▸ Task brief:
Can you add 124 to every bounding-box coordinate in the answers and reproduce each line in full, starting with the line with "stadium roof by giving its bounding box." and going on through the end of the items?

(Entries from an annotation dataset)

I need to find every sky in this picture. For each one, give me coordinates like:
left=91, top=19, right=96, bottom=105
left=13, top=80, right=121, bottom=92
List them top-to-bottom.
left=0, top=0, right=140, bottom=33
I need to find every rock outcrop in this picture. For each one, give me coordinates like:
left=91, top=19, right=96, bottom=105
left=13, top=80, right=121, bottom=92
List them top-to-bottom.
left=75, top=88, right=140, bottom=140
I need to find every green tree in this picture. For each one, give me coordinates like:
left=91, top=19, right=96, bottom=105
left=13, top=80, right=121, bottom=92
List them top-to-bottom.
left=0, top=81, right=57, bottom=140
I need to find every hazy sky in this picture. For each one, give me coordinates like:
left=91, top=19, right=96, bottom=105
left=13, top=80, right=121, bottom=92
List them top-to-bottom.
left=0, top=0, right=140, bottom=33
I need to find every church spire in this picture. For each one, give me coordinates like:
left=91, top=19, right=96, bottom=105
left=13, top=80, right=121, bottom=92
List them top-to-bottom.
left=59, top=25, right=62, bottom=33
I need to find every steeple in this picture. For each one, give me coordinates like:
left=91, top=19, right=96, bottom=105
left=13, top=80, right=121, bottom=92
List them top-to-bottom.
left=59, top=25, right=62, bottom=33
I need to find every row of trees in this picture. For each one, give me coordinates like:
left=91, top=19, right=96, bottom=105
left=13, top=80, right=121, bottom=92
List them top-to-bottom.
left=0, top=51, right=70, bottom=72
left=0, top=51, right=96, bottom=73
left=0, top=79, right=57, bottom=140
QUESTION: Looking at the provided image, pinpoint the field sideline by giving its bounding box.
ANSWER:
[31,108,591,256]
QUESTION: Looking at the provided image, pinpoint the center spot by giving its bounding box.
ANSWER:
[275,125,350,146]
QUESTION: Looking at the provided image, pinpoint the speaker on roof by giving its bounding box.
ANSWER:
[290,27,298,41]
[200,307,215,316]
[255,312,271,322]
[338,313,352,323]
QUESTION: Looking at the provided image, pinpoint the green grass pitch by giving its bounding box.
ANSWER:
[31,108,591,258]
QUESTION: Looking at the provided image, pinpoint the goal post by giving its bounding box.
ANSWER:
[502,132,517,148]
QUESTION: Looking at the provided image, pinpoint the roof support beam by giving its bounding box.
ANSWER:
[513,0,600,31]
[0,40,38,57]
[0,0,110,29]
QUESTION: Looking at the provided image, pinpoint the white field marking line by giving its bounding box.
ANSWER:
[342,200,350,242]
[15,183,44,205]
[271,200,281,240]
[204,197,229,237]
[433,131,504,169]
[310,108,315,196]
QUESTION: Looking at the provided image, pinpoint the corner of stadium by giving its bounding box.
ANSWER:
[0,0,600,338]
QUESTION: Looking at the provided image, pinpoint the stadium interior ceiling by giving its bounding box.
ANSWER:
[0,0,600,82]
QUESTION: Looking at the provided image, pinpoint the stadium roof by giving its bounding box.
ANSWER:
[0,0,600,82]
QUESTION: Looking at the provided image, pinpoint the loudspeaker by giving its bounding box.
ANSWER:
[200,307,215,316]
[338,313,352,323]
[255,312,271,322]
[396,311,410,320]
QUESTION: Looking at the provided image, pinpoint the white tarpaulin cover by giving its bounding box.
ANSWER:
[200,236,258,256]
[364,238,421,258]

▸ Solution for this exercise:
QUESTION: Looking at the provided image, pinpoint the stadium roof by giving its bounding box.
ANSWER:
[124,124,724,206]
QUESTION: Looking at the provided image, pinpoint the loudspeaker by giving its bounding box.
ANSWER:
[324,431,339,440]
[462,437,476,447]
[379,436,395,446]
[520,435,534,444]
QUESTION: Looking at the provided image, pinpoint the white tarpaulin cover by giving its bounding box.
ANSWER:
[324,360,382,380]
[488,362,545,382]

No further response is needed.